Records shown Start Marker
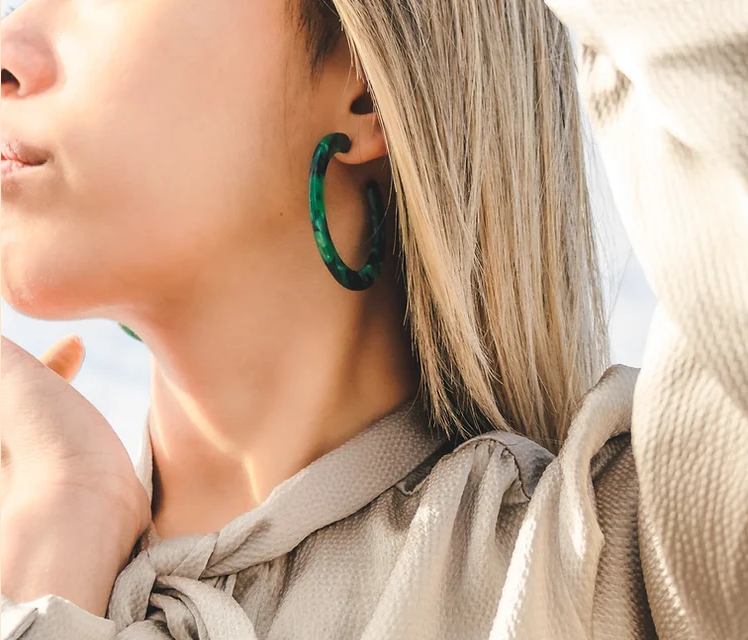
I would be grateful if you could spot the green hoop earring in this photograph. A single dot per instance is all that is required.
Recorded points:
(349, 278)
(130, 332)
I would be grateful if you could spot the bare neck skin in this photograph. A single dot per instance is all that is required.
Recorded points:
(255, 383)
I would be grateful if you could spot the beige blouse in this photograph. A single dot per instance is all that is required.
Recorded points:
(638, 529)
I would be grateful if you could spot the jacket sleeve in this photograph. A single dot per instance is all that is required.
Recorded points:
(51, 617)
(665, 83)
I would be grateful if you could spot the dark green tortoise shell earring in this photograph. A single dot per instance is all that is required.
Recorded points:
(130, 332)
(349, 278)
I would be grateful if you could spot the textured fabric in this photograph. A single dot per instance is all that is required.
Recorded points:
(638, 529)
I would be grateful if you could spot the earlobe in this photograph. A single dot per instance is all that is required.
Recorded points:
(367, 140)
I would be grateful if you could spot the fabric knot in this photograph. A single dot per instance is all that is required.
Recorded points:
(170, 578)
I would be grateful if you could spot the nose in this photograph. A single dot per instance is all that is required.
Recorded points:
(28, 61)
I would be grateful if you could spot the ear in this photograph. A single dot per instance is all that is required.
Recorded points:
(361, 125)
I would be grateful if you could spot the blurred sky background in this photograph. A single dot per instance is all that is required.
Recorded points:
(115, 375)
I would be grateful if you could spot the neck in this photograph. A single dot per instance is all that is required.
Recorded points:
(250, 395)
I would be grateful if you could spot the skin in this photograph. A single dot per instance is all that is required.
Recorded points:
(175, 202)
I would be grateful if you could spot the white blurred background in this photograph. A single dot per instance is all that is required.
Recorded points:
(115, 375)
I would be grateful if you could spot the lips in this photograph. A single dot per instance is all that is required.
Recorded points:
(17, 151)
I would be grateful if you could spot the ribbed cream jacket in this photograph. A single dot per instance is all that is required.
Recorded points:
(638, 529)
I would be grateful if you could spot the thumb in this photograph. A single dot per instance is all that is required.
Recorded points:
(65, 357)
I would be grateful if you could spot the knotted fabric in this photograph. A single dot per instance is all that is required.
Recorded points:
(188, 581)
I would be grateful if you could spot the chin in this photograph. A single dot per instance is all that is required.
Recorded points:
(41, 286)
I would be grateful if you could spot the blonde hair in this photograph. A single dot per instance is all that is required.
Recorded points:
(479, 106)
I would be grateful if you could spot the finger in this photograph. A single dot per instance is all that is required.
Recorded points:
(65, 357)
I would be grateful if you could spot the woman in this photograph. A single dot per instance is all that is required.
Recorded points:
(405, 432)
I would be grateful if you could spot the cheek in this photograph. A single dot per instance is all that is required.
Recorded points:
(169, 152)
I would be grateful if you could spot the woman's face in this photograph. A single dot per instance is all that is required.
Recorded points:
(179, 135)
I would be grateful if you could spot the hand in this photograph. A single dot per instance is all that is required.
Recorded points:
(72, 505)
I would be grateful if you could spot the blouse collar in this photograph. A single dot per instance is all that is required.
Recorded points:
(332, 487)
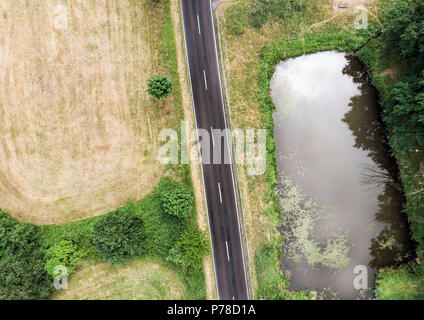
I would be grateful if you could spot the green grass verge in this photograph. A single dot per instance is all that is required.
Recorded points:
(273, 283)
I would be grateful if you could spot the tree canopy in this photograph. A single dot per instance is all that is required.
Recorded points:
(119, 236)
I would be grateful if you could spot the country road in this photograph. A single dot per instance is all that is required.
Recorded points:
(218, 179)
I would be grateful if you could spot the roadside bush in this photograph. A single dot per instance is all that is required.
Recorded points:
(177, 202)
(22, 274)
(192, 246)
(119, 236)
(65, 253)
(260, 11)
(236, 19)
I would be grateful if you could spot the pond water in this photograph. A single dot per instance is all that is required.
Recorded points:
(338, 189)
Records shown End Marker
* _What you will do_: Reproduce, exactly and only, the lines of the records above starting at the line with "I would be grateful if you could spot the hand" and ending at the line with "I would be grateful if you could spot the roadside", both included. Leave every picture out.

* _Solved problem_:
I would be grateful if you could spot the hand in this photograph. A single dot per instance is all that is required.
Recorded points:
(72, 505)
I would be grateful if you could spot the blouse collar in this photograph. A single dot per instance is all that is required.
Recorded points:
(332, 487)
I would be grateful if you could spot the green grass verge in this photograph. A single dot per instance is all that is required.
Recorded points:
(273, 283)
I would be grateful if you could spot the tree canopy in this photograph. A single dot per instance is all that is required.
Recorded points:
(119, 236)
I would be grateful if you could spot the country road in this photograph. A single dot per instance is all that is required.
Recorded points:
(218, 179)
I would be grateful if you could spot the roadside bush in this photograph. A single dot per instance is all that is required.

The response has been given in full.